What the task requires -
Here is the task for the records below: repeat exactly the lines from the one with "Target: blue raincoat" to the one with "Where can the tree trunk", both included, and nothing else.

══ Materials provided ══

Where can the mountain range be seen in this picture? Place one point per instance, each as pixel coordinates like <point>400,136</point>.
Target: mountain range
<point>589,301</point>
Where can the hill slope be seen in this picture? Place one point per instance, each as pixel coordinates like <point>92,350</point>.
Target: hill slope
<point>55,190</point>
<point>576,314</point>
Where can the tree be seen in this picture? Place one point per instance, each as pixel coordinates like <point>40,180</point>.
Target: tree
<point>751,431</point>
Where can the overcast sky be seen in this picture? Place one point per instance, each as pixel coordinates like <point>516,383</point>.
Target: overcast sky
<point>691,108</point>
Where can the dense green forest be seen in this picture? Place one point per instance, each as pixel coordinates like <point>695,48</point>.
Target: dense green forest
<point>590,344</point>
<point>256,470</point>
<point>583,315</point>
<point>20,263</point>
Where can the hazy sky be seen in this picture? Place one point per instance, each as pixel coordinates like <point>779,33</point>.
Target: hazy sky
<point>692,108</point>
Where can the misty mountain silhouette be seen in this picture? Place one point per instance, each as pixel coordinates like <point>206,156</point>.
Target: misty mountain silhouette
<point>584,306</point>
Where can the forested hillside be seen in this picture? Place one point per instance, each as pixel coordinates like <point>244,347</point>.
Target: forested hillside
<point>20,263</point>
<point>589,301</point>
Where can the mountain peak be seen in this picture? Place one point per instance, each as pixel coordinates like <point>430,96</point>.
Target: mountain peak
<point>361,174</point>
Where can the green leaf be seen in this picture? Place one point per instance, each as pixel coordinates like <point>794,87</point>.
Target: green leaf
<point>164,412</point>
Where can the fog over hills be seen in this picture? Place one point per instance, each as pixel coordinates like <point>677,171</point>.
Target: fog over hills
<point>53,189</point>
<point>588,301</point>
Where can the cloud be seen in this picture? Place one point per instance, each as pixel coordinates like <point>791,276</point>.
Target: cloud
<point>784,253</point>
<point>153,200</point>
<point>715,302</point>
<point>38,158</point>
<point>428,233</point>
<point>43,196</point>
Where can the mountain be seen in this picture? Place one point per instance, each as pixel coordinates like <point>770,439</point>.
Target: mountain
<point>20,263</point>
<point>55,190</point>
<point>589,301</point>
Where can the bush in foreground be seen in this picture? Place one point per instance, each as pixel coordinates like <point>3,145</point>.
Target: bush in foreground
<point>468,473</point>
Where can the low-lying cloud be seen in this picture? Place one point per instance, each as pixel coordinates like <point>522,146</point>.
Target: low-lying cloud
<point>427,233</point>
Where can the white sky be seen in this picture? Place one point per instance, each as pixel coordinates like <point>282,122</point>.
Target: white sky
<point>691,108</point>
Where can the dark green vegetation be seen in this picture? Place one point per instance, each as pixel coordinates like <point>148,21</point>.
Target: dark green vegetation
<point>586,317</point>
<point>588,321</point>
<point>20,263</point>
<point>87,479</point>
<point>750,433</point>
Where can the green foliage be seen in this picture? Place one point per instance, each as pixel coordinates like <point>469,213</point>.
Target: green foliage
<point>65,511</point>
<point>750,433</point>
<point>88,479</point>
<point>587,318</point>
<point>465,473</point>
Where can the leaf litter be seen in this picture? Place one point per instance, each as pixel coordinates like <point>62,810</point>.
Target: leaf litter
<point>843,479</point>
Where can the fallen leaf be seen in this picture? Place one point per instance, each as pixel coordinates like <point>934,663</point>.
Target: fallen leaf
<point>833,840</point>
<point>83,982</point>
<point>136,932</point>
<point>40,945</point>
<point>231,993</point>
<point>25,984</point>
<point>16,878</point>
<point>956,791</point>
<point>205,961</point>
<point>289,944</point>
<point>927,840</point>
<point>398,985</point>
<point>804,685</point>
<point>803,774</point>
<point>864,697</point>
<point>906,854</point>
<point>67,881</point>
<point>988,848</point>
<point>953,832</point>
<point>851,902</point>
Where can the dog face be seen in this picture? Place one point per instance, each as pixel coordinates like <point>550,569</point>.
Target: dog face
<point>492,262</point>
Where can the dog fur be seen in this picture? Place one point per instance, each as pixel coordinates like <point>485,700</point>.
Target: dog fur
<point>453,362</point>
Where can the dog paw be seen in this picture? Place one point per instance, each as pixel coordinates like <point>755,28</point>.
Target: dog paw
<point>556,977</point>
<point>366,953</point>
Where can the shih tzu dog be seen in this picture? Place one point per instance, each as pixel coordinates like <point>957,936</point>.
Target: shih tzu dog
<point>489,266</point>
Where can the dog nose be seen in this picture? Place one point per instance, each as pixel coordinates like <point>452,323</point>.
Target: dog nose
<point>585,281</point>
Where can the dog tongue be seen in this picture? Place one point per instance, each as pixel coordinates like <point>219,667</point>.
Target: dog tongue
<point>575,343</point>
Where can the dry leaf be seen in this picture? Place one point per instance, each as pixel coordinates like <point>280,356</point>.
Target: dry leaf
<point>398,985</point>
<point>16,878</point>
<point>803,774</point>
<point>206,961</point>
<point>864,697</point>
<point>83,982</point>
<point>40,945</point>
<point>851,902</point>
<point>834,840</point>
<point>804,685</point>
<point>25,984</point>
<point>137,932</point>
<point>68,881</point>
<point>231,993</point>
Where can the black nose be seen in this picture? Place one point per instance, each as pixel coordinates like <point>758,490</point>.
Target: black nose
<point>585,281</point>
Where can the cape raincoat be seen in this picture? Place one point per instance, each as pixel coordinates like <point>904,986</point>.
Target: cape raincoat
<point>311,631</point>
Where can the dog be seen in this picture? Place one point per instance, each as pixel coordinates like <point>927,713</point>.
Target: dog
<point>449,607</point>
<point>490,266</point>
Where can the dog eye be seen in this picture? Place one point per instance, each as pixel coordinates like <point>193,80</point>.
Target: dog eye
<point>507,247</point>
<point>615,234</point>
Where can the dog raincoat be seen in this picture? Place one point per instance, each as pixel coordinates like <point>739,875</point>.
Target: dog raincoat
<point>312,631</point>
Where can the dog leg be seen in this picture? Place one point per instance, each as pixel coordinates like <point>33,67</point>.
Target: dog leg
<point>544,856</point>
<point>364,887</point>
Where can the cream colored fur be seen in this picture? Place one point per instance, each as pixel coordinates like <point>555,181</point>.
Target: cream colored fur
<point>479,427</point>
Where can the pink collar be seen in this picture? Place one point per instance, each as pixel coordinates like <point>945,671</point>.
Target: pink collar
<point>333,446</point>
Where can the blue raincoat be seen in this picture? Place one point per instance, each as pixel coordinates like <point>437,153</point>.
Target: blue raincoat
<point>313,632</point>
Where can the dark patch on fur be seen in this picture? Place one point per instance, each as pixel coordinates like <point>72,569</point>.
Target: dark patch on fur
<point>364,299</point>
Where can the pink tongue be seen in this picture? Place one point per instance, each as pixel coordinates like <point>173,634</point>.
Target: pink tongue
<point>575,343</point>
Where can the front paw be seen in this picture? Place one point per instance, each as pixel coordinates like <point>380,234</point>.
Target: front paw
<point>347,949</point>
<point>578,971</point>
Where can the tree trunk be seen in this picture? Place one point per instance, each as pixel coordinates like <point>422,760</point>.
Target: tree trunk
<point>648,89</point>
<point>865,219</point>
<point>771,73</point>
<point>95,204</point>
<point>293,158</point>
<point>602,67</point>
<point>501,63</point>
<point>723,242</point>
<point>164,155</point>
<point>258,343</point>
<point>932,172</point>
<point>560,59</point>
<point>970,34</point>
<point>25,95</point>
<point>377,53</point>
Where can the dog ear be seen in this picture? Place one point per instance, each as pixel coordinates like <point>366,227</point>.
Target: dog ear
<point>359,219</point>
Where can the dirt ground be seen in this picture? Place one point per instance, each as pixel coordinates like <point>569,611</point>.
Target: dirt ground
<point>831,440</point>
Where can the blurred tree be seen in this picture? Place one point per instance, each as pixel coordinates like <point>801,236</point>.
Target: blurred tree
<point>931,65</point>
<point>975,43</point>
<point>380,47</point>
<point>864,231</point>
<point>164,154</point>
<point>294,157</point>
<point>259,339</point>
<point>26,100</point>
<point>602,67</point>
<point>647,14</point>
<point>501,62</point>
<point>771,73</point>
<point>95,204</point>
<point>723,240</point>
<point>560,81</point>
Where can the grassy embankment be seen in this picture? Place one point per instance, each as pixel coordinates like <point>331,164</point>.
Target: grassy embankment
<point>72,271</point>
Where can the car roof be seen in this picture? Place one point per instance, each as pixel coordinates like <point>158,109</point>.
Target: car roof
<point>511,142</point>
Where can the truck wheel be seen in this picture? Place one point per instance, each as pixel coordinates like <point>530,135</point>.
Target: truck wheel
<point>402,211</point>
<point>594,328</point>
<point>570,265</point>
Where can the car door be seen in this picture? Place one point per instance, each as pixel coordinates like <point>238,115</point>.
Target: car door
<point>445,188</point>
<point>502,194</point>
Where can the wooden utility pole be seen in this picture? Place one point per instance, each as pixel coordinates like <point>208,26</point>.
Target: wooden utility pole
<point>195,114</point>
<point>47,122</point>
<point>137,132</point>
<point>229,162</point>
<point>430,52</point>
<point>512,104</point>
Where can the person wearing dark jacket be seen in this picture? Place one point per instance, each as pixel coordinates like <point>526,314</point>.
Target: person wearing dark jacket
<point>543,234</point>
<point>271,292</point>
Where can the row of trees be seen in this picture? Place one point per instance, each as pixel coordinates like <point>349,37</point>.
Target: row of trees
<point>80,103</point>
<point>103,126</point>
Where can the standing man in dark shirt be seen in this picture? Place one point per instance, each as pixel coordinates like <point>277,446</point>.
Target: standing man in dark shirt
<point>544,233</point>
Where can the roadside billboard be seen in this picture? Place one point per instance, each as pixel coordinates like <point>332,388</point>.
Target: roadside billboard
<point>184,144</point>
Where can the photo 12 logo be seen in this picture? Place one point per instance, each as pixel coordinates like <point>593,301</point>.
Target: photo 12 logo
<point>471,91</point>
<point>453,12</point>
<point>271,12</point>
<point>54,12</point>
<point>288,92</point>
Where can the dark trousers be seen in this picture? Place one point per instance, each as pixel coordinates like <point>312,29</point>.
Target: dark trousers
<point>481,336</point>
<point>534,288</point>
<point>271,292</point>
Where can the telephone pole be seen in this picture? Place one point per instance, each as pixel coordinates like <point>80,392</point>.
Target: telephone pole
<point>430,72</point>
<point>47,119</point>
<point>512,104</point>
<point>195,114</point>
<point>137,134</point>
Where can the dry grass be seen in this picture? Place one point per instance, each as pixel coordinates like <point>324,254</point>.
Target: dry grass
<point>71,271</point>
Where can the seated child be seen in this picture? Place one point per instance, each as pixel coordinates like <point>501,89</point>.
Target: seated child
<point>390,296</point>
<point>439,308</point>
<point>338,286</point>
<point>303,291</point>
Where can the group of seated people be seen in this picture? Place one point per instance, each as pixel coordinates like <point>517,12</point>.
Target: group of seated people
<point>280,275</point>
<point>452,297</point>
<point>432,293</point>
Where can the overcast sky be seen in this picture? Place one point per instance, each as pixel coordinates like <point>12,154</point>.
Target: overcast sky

═══

Answer to this task -
Target: blue raincoat
<point>313,632</point>
Where can the dark patch on fur be seen in this picture? Place one point per instance, each as pixel coordinates like <point>72,569</point>.
Target: dark patch on fur
<point>364,299</point>
Where can the pink tongue be seen in this picture? Place one point per instance, each as pixel coordinates like <point>173,634</point>.
Target: pink tongue
<point>575,343</point>
Where can the front paw be seen in this picture? Place one point per instance, each as pixel coordinates like <point>380,234</point>.
Target: front paw
<point>347,949</point>
<point>578,971</point>
Where can the tree trunk be seen in this picture? Place one point per instance, each as pixel coordinates like <point>422,760</point>.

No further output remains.